CONSIGNA:
Continúa el fragmento seleccionado, que trata sobre la desaparición de la capa española, a partir de su última frase.

FRAGMENTO SELECCIONADO:
En la parroquia de San Sebastián.
El Teatro y la Iglesia ó la Iglesia y el Teatro--las señoras
primero--aunque alguna vez hayan andado á la greña, en el fondo han
sido siempre buenos amigos. No es preciso remontarse á los orígenes
del teatro ni á la representación de los Autos Sacramentales para
demostrarlo. La capilla de la Virgen de la Novena, que el fervor de
nuestros actores costea y sostiene sin decaimiento de su original
esplendor, lo atestigua bien claramente hoy en día.
En esta Semana Santa, con su decoración teatral y la presencia de
nuestras más bellas actrices, la capilla de la Novena ha conseguido
la mejor entrada. Los devotos tal vez se escandalicen; pero, nada
importaría que los templos tuvieran algo de teatro, si los teatros
alguna vez tuvieran algo de templo.
[Ilustración]


V

La capa, la española capa, prenda inseparable de la mantilla, en todo
canto al españolismo, parecía desmentir hasta ahora, el mayor apego
en la mujer á lo tradicional y castizo; pues mientras sobre femeniles
cabezas pasaron mil hechuras de sombreros, relegada la mantilla á
fiestas de religión ó de tauromaquia--los extremos se tocan y las
tradiciones se semejan,--la capa persistía con firmeza, gallardeando
sobre varoniles hombros, en amistosa alternativa con toda clase de
abrigos, nobles y plebeyos; desde el gabán aforrado en nutrias ó martas
cibelinas, á la bufanda con honores de manta.
Y, en este invierno, sin prescripciones de la moda, ni de la higiene,
la hemos visto de pronto desaparecida; tan de pronto, que mal puede
decirse que la hemos visto desaparecer.
Y el pueblo; el último baluarte siempre del casticismo pintoresco, en
lenguaje, vestidos y costumbres, ha sido el primero en desecharla,
sustituyéndola por la zamarra; prenda sin carácter, sin gracia, sin
historia, sin nacionalidad.
¿Habrán influído las recientes disposiciones sobre las casas de
préstamos, con la menor facilidad en la pignoración, al desprestigio
y abandono de la clásica prenda, considerada antes como un billete de
Banco, valor al portador?
¿Será que todas las capas madrileñas padecían cautividad, y el negarse
los prestamistas á la renovación de papeletas, ha hecho imposible el
rescate en esta temporada de invierno?

DATOS ANALIZADOS:
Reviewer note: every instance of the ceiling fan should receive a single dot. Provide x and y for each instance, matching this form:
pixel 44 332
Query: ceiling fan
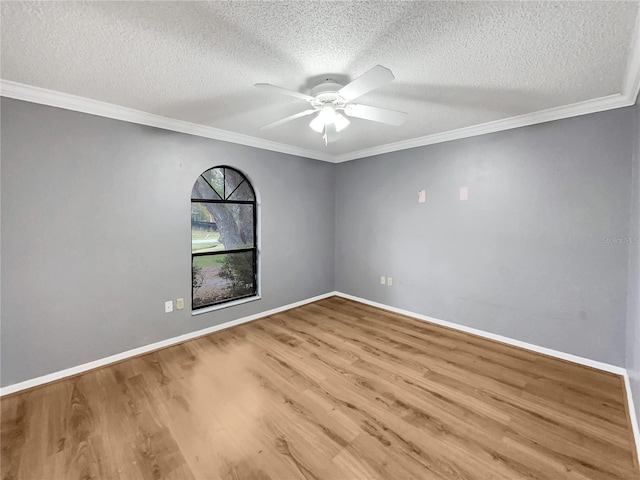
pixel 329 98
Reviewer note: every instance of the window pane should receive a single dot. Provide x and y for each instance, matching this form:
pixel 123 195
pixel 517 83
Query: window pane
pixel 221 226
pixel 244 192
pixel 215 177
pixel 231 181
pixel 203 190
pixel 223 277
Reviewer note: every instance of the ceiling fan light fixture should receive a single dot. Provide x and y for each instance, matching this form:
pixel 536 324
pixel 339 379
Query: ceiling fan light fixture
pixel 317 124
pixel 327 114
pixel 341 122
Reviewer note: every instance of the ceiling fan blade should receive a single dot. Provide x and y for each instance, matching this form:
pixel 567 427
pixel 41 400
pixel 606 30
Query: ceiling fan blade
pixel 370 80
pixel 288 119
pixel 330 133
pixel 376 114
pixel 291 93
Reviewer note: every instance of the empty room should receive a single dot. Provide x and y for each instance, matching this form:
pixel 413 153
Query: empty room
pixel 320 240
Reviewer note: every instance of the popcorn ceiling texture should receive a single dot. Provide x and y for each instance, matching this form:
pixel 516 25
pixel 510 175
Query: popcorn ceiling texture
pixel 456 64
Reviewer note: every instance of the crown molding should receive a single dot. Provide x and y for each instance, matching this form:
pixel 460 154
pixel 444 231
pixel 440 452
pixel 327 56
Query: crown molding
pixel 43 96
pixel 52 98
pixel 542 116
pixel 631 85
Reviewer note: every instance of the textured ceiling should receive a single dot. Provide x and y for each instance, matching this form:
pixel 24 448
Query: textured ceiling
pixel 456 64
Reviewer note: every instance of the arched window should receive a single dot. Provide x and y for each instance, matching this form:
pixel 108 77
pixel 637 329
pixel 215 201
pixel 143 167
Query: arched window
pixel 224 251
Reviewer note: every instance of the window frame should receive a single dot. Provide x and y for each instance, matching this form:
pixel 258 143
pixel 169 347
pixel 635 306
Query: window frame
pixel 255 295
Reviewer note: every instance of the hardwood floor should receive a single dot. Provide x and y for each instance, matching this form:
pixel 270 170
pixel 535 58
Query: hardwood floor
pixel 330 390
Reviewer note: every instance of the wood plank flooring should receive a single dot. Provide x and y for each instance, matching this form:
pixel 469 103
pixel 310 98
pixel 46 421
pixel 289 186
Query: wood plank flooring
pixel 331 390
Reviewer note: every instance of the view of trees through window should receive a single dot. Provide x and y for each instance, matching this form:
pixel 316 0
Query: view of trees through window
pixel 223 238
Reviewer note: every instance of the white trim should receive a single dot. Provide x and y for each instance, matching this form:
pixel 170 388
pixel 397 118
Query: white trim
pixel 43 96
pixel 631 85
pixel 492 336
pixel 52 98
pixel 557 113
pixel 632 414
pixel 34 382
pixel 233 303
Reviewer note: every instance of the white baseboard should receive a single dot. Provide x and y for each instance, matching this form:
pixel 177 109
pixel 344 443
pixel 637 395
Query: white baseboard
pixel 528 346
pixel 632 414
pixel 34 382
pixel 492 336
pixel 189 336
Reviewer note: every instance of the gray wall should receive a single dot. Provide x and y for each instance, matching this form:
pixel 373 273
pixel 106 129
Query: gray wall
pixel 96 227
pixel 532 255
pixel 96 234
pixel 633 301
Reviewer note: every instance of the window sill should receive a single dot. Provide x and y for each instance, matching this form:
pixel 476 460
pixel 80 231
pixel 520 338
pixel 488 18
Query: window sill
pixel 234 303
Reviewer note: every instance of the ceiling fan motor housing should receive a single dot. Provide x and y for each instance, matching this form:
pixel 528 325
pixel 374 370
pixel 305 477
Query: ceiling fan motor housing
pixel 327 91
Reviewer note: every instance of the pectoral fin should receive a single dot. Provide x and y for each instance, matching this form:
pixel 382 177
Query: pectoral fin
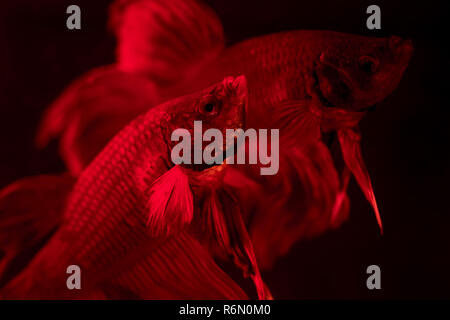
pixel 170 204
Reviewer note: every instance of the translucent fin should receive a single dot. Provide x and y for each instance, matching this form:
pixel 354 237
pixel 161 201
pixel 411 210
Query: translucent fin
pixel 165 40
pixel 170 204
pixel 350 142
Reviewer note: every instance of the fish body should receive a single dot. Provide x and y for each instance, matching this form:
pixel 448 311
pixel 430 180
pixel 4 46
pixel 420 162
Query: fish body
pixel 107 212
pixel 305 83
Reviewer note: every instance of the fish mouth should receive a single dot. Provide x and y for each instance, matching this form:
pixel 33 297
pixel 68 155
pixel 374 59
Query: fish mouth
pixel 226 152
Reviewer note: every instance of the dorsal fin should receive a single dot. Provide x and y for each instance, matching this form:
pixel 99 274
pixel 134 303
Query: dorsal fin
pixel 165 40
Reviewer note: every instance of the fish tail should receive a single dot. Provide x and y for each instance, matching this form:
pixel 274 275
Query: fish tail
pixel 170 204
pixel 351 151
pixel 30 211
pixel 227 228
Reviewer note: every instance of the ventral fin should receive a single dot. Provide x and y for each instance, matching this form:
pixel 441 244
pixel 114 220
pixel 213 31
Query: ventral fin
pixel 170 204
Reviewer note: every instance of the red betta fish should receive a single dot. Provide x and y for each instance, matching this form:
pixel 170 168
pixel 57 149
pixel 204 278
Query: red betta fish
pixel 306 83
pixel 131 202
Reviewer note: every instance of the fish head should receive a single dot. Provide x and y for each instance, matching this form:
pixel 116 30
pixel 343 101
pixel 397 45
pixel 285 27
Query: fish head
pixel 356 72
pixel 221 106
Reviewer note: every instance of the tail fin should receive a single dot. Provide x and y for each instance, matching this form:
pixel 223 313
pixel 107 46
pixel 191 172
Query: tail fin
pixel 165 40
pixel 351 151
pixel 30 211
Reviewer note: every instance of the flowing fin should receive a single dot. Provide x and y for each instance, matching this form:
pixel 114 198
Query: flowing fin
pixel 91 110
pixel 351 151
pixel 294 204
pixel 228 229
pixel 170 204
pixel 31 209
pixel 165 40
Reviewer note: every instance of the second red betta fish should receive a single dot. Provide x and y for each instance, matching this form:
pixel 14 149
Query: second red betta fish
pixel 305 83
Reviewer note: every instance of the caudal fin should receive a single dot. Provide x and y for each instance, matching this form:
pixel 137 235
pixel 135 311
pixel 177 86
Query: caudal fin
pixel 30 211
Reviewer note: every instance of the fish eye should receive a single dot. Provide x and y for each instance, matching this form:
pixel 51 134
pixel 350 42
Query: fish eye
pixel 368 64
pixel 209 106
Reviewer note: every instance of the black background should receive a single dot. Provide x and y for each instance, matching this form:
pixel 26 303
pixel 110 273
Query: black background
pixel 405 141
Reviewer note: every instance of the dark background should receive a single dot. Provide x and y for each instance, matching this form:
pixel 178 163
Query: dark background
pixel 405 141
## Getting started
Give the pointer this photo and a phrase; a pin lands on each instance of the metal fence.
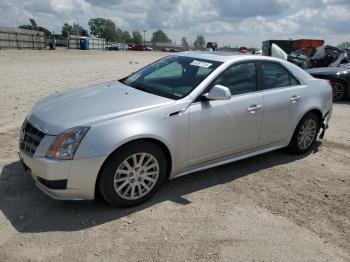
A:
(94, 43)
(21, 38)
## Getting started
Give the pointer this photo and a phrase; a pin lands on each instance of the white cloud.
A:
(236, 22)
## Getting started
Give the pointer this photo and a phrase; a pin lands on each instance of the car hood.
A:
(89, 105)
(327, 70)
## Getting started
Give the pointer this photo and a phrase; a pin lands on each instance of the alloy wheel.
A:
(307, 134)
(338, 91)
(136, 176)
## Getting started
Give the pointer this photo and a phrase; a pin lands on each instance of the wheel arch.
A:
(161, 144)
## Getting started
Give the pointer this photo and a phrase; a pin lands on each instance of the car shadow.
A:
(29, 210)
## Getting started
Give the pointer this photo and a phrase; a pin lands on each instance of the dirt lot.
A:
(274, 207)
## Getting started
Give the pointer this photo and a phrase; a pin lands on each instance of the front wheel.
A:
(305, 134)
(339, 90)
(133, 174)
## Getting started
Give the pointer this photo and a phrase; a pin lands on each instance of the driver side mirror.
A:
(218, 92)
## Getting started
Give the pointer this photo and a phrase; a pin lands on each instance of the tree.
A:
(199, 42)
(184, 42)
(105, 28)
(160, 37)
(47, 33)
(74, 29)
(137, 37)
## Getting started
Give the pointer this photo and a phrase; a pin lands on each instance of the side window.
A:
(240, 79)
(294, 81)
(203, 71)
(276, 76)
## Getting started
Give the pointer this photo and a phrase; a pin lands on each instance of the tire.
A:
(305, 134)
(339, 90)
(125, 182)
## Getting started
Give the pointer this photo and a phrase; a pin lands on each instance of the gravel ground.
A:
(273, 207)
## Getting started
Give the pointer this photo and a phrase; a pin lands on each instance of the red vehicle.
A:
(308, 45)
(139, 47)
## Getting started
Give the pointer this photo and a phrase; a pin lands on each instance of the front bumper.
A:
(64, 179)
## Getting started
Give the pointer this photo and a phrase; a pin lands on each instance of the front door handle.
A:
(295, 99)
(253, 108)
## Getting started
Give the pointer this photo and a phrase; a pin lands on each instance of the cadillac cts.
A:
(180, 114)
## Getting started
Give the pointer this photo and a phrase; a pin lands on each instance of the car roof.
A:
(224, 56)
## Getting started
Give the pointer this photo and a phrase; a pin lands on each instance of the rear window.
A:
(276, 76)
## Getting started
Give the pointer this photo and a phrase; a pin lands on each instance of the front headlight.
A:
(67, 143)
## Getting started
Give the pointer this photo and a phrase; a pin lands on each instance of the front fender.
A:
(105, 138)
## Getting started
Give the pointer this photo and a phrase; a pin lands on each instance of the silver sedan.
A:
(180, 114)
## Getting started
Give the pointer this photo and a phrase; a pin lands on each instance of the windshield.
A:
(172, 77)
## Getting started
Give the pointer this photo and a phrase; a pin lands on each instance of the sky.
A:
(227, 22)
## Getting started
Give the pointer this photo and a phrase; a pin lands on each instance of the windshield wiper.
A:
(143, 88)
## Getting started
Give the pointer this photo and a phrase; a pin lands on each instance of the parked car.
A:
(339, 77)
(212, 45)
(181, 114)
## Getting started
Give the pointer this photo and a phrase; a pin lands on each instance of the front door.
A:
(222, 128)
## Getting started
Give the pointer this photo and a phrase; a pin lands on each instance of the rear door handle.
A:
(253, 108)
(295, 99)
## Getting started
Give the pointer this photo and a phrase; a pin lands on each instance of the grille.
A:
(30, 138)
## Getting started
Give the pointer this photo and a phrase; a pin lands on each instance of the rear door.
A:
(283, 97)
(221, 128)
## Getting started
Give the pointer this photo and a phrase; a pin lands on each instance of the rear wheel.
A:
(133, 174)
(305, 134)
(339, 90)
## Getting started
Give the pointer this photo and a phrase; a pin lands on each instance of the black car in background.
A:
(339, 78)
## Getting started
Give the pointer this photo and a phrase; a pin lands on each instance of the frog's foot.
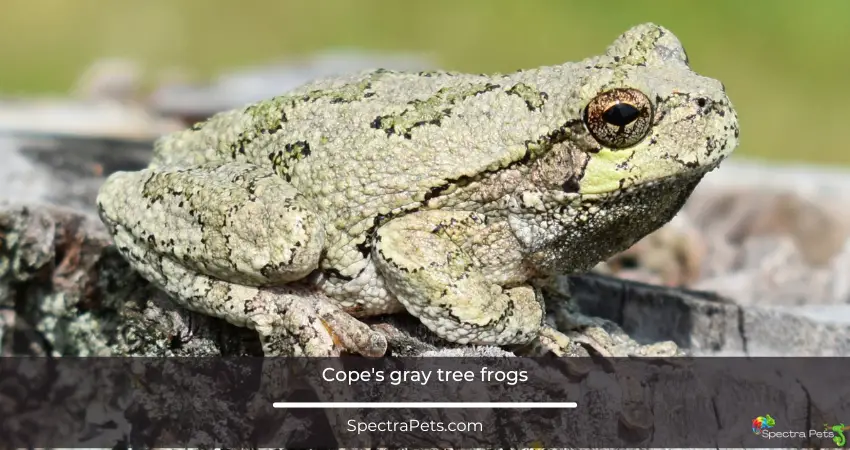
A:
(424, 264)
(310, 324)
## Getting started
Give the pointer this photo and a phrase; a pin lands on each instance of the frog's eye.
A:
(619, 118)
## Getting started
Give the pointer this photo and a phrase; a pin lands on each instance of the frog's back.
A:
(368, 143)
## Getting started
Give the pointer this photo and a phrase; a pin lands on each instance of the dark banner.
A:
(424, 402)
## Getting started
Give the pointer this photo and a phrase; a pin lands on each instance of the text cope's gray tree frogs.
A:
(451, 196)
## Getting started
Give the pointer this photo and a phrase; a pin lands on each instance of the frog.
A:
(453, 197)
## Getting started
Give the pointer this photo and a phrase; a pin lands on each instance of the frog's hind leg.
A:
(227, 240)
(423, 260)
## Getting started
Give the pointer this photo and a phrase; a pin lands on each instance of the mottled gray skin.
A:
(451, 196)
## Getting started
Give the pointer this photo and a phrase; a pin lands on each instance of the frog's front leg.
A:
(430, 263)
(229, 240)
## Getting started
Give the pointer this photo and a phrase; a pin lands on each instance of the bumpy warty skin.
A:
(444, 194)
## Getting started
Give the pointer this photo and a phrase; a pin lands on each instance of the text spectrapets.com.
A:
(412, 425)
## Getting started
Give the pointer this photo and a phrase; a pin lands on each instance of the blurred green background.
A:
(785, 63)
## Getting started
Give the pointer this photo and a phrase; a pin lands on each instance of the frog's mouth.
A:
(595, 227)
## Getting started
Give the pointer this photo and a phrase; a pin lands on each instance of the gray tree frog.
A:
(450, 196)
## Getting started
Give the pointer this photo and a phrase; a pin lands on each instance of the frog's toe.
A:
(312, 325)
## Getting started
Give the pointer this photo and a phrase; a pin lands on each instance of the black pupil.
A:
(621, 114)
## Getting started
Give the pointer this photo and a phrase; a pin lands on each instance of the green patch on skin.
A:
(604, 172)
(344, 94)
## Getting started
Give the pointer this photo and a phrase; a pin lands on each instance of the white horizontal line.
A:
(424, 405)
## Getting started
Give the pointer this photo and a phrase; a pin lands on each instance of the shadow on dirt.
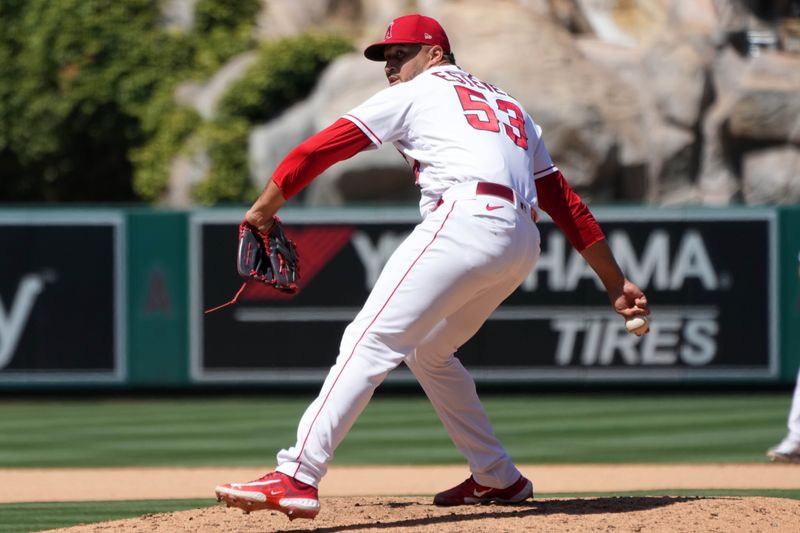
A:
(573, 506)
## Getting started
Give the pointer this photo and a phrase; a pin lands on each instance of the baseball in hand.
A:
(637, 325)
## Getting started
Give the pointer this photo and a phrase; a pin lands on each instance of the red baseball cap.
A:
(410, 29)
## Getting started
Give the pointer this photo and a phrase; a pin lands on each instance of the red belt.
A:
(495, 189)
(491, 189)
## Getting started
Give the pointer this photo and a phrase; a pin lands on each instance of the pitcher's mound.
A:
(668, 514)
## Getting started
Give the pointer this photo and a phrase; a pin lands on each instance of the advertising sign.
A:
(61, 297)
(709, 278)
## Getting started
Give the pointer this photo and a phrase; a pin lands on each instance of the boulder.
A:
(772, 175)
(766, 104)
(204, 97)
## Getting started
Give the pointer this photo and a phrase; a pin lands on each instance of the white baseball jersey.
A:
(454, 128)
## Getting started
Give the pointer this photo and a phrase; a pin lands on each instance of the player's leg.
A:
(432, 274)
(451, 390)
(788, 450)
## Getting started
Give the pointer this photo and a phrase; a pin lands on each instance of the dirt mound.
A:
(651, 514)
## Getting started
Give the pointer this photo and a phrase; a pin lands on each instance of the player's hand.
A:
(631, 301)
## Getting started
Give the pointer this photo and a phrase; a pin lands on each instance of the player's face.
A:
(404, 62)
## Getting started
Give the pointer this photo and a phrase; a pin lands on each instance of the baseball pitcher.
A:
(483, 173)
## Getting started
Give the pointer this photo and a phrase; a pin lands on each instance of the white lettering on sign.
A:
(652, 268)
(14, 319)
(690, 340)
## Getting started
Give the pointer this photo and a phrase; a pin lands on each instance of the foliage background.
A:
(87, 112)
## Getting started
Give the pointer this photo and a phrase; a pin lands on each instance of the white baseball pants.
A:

RESPUESTA:
Si así fuera, esperemos el saldo del año próximo, que volverá á
ponerlas al alcance de todas las fortunas, sin menoscabo de la de sus
actuales poseedores. ¡Habrá capa que pudiera estar bordada en oro, si á
enriquecerla con tal adorno se hubiera aplicado el interés cobrado en
tantas renovaciones!
Pero, si la causa no fuera esta y la zamarra triunfara en definitiva,
como prenda de abrigo popular, entonces la capa no tardaría en ser el
abrigo aristocrático, y por imitación volvería á serlo de la clase
media, y por fin volvería á ser el de las clases populares, deseosas
siempre de igualarse con los de arriba, mientras éstos quisieran
diferenciarse de todos.
¿No están recientes las luchas y protestas de los camareros de café,
hasta conseguir les fuera permitido el uso del bigote, por considerar
como signo deprimente de servilismo la cara rasurada? Y he aquí, al
poco tiempo, que ya son los mozos de café los únicos que llevan bigote,
y todo pelo en la cara es anatematizado por la distinción y por la
higiene. Ni una ni otra son señoras muy de fiar, por lo veleidosas.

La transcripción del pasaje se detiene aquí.